*Problem statement*.
Please print the entries below exactly, from the line with "# test: pointer returns one pin per instance of the painted" through the line with "# test: pointer returns one pin per instance of the oval", including both of those lines and leaving out all others.

Records contained in a dataset
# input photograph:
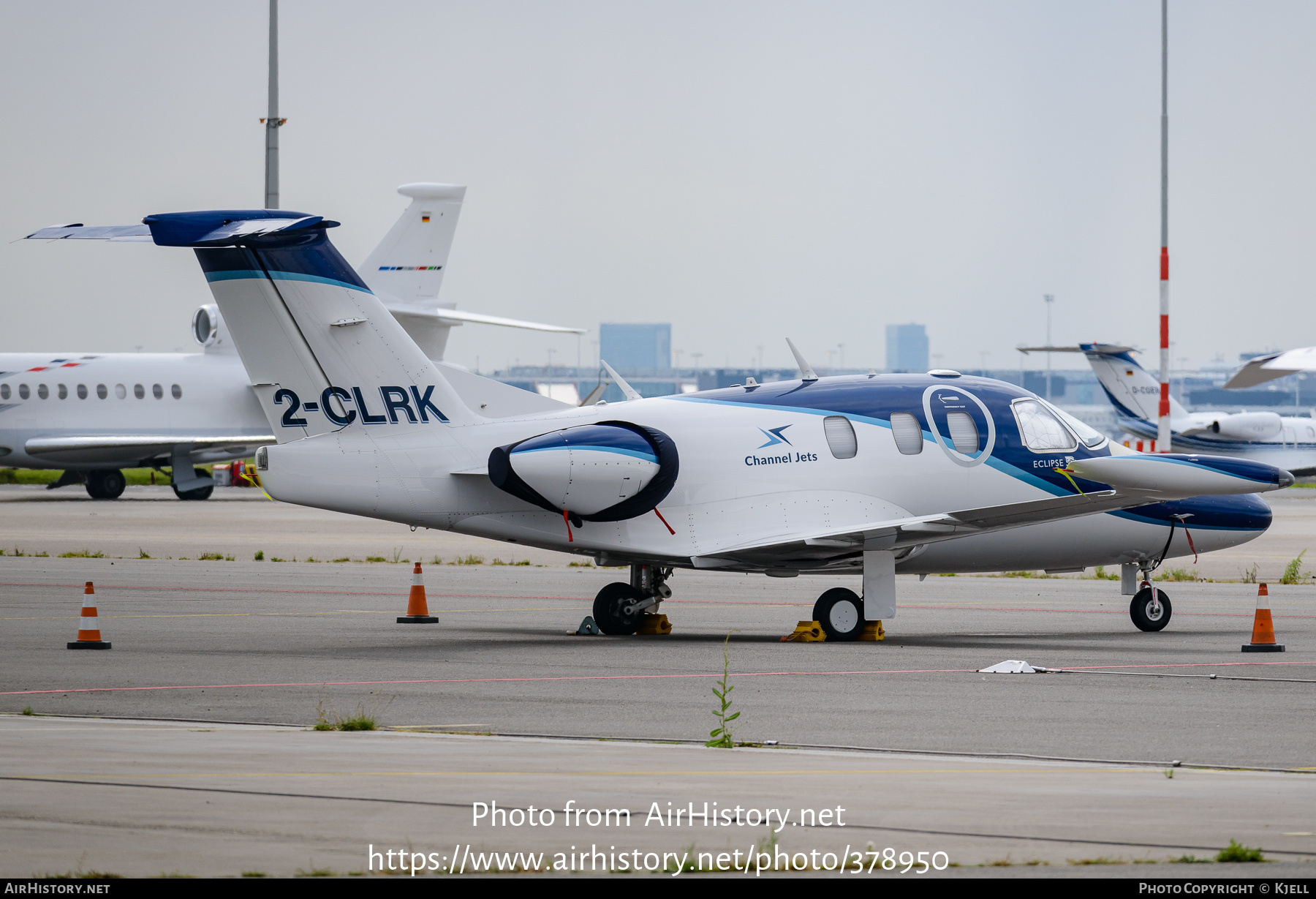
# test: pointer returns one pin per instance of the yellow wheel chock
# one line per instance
(871, 632)
(654, 625)
(806, 632)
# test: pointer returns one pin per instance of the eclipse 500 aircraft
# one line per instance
(92, 413)
(831, 475)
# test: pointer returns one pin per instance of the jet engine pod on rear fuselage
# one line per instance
(607, 472)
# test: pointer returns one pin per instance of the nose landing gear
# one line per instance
(619, 607)
(1151, 609)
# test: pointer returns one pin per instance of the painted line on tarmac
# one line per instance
(587, 677)
(238, 615)
(423, 802)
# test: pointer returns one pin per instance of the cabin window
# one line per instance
(840, 436)
(964, 432)
(1040, 429)
(907, 433)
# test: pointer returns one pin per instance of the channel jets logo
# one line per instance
(774, 439)
(333, 405)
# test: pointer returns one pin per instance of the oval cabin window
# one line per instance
(964, 432)
(907, 433)
(840, 436)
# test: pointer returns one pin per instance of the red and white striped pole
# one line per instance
(1162, 431)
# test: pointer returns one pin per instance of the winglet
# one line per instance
(632, 394)
(806, 370)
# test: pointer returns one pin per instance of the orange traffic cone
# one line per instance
(1263, 628)
(88, 627)
(416, 610)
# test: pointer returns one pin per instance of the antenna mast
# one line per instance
(1162, 433)
(271, 121)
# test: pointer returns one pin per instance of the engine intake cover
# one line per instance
(605, 472)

*Written answer*.
# test: pointer returns one pin per instance of the painted line on tarmac
# one line per instance
(587, 677)
(238, 615)
(423, 802)
# test: pointer returns one pin per instance of the cabin window
# one line per instance
(840, 436)
(964, 432)
(1040, 429)
(907, 433)
# test: pointer returns one pin per instance of the channel jets logo
# one line per instance
(774, 439)
(333, 405)
# test: pointer returns one pin per instance of the oval cabin window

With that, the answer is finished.